**** RECORDS TO USE

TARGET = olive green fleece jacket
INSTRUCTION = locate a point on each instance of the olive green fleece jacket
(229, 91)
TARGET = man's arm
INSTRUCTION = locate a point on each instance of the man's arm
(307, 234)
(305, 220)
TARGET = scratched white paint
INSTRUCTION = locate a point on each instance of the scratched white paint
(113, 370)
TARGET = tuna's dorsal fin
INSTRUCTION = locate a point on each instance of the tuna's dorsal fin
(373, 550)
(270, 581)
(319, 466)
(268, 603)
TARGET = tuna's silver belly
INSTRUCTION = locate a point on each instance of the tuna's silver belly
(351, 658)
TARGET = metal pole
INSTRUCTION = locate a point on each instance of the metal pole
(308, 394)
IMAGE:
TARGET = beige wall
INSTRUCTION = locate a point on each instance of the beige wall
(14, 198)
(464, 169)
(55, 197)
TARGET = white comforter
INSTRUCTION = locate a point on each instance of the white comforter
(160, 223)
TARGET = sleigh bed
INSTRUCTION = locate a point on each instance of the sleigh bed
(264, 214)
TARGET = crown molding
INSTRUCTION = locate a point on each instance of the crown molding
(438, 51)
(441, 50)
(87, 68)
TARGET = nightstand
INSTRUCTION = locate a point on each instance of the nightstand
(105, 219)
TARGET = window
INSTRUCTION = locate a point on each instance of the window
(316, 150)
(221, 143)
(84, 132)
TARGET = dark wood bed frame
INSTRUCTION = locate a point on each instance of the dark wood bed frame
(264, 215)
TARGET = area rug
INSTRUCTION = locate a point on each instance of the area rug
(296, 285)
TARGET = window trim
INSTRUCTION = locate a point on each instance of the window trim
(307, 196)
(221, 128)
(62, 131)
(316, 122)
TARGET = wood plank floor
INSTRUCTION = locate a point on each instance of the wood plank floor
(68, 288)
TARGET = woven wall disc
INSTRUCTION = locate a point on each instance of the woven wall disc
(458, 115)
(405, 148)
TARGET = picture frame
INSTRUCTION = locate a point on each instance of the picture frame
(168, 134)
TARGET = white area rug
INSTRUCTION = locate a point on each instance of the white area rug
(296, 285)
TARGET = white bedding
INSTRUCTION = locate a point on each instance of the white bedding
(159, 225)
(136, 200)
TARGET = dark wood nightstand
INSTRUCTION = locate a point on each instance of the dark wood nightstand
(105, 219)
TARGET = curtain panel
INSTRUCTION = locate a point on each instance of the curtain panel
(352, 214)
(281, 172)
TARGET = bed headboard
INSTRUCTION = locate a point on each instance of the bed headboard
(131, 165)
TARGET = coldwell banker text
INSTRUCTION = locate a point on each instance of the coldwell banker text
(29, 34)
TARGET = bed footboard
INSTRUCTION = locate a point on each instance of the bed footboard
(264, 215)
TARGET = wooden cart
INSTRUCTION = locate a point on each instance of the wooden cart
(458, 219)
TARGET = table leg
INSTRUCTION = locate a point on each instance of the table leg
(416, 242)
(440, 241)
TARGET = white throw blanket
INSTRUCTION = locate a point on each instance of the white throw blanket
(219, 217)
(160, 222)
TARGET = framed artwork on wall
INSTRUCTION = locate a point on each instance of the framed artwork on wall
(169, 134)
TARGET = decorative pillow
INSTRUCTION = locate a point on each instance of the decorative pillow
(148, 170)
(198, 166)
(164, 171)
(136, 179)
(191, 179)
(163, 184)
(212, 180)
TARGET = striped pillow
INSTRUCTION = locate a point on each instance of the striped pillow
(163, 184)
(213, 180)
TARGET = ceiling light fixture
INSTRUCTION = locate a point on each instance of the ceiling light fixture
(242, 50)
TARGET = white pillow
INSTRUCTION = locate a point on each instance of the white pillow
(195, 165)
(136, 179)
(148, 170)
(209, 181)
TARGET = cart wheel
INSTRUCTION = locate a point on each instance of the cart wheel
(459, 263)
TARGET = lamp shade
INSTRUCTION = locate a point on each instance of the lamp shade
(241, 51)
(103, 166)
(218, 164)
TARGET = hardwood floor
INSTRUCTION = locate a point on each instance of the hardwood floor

********

### PROBLEM STATEMENT
Return the lines starting at the line that contains "TARGET = hardwood floor" and ending at the end of the records, unchanged.

### WRITTEN RESPONSE
TARGET = hardwood floor
INSTRUCTION = locate a point on each instance of the hardwood floor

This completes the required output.